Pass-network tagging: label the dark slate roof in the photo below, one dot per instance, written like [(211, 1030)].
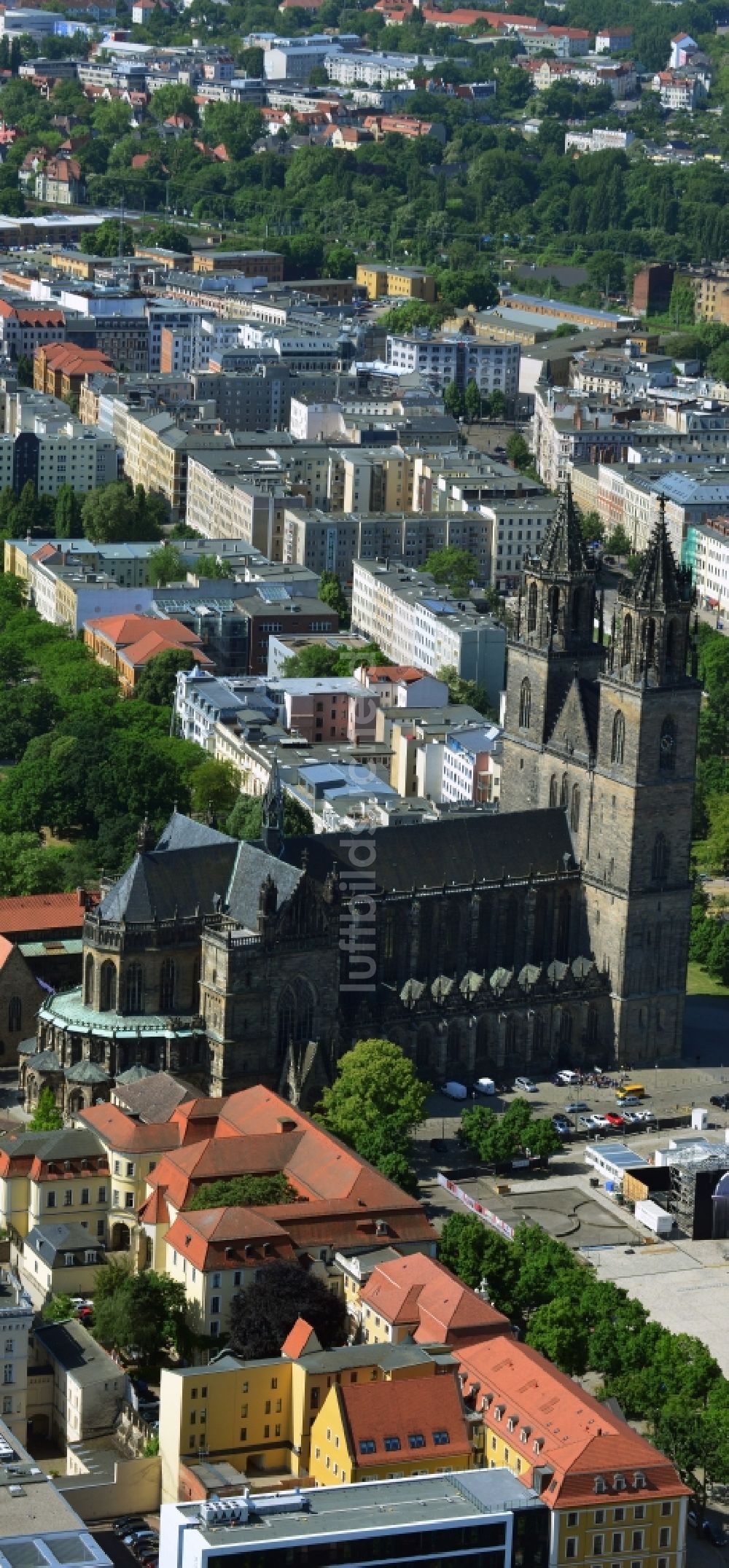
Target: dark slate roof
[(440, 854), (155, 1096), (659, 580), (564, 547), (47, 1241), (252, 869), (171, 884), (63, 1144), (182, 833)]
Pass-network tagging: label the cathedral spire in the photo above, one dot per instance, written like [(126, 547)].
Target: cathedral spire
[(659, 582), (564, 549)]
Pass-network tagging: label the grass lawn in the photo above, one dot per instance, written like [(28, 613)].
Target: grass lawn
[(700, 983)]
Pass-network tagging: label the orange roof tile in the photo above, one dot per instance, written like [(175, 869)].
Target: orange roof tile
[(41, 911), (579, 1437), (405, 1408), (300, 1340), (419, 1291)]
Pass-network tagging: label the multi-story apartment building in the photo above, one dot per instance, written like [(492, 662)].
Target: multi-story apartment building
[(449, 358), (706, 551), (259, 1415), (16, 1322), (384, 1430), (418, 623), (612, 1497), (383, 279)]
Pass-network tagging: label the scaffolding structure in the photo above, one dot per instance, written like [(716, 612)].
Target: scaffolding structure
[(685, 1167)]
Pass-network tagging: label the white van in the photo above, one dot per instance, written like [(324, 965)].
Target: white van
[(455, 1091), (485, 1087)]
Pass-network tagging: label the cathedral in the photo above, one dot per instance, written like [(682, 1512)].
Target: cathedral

## Short task
Output as a JSON list of strings the lines above, starting at the line that contains "Pass-network tagging: label the scaffolding" and ending at the line that contains "[(685, 1167)]", both included, one string per line and blank lines left out.

## Written response
[
  "Pass-network tagging: label the scaffolding structure in the photo above, one dot per instance, written like [(716, 612)].",
  "Target: scaffolding structure",
  "[(685, 1167)]"
]